ИЗБРАННЫЙ ОТРЫВОК:

_ _ _ _

Это было все. Унижение оказалось напрасным. Примирение с «гадиной» так и не состоялось. Он умер 30 мая.
Своими последними словами Вольтер произнес приговор своему праху. Его и правда ждала судьба Адриенны Лекуврер: едва стало известно о смерти «нечестивца», архиепископ Парижский запретил его хоронить.
Гореть бы телу Вольтера в яме с негашеной известью, если бы не быстрота и сообразительность его друзей.
Племянник покойного, аббат Миньо, одел труп дяди и, посадив его в карету, словно живого, отвез за двести лье от Парижа в аббатство Сельер, в Шампани. Здесь после короткой панихиды прах предали погребению.
Едва успели засыпать гроб землей, пришел приказ епископа Труа: не хоронить Вольтера.
Но он был уже похоронен.
За самоуправство аббат Миньо лишился должности, но извлекать гроб из земли «святые отцы» все же не решились.
А в июне 1791 года, на третьем году революции, согласно декрету Учредительного собрания гроб торжественно перевезли в Париж для помещения в Пантеоне.
Но и это не все.
В годы реставрации Бурбонов, когда Пантеон превратили в церковь, прах Вольтера был вынесен оттуда; прошел слух, что тело выбросили на свалку.
Июльская революция 1830 года восстановила Пантеон* И только после этого гроб Вольтера был окончательно водворен на место.

_ _ _ _

ЗАПИСИ НАБОРА ДАННЫХ:

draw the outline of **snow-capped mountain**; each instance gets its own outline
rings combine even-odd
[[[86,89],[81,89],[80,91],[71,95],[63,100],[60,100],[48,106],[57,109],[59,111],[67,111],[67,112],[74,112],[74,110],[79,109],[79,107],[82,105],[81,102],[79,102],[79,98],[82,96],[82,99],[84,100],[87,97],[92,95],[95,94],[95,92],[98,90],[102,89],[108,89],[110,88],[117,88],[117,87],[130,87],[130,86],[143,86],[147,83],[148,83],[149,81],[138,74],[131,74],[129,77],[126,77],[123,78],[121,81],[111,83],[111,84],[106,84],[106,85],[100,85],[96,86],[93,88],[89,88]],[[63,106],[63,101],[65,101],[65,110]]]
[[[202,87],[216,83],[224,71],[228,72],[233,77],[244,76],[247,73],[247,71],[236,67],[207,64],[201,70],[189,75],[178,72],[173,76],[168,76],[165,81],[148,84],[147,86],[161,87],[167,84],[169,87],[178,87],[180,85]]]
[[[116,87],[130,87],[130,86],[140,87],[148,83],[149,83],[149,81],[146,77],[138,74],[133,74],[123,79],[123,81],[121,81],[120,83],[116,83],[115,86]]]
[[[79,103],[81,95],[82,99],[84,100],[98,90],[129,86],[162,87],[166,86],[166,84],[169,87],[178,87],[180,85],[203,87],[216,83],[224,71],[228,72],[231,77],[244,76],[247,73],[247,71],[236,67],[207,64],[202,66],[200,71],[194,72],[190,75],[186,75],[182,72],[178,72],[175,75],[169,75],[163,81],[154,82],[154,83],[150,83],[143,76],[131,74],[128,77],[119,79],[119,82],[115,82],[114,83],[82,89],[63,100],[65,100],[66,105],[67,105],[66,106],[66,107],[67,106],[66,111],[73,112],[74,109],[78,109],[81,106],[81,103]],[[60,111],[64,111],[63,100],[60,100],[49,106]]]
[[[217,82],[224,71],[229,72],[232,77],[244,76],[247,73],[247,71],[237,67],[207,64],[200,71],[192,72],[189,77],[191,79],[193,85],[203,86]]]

_ _ _ _

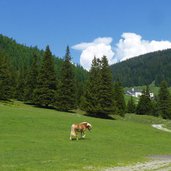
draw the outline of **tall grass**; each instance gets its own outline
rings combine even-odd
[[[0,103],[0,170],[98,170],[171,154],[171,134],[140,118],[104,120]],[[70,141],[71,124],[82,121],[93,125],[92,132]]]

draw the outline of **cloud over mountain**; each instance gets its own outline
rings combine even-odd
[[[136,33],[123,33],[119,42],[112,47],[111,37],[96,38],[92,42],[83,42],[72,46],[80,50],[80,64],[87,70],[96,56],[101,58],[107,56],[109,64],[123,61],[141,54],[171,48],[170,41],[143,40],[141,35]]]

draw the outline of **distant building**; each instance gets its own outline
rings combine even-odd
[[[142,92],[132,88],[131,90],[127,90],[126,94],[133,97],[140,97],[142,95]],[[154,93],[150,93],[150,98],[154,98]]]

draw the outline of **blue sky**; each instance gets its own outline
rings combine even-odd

_ _ _ _

ЗАДАНИЯ:
1/ Какие даты и годы упомянуты в отрывке о похоронах Вольтера? Перечислите их все.
2/ Ответьте по отрывку о похоронах Вольтера:
(a) Куда аббат Миньо отвез тело дяди?
(b) Чего аббат Миньо лишился за самоуправство?
(c) Во что превратили Пантеон в годы реставрации Бурбонов?
3/ Продолжите отрывок о похоронах Вольтера после его последнего предложения.

ОТВЕТЫ НА ЗАДАНИЯ:
1/
30 мая
июнь 1791 года
1830 год

2/
(a) В аббатство Сельер в Шампани, за двести лье от Парижа.
(b) Должности.
(c) В церковь.

3/
Идейное наследие Вольтера испытало не меньше потрясений, чем его прах.
Не случайно философ возлагал такие надежды на «север-» ную Семирамиду» — русскую императрицу Екатерину II.
Она деятельно переписывалась со своим «любезным другом» и еще долго после его смерти прикидывалась ревностной «ученицей Вольтера». Через своего корреспондента Гримма она подписалась на сто экземпляров Полного собрания сочинений Вольтера, предпринятого Бомарше. Она купила у мадам Дени за 35 тысяч ливров библиотеку Вольтера — в настоящее время это замечательное собрание книг с собственноручными пометками философа является гордостью Публичной библиотеки в Ленинграде.
Подражая императрице, многие из ее придворных объявили себя «вольтерьянцами».
Однако едва в 1789 году во Франции началась революция, «северная Семирамида» приказала вынести из своих покоев бюсты Вольтера, а слово «вольтерьянец» надолго утвердилось в России в качестве синонима слов «богохульник» и «бунтовщик».
Что же касается родины Вольтера, то здесь Великая революция подняла его имя на небывалую высоту. Не только умеренные жирондисты, но и радикальные якобинцы считали Вольтера «своим», Робеспьер неоднократно цитировал его в своих речах, а постановки его трагедий превращались в революционные праздники.
И в других странах мира имя Вольтера с той поры всегда было символом антиклерикализма и освободительной борьбы.
Посвяти жизнь правде… Ю в е нал — Р у с с о — Марат
Ни один из просветителей не сыграл такой роли в идейной подготовке революции, как Руссо.
Он не обладал эрудицией Монтескье и разносторонностью Вольтера.
Его призывы не отличались радикализмом Мелье.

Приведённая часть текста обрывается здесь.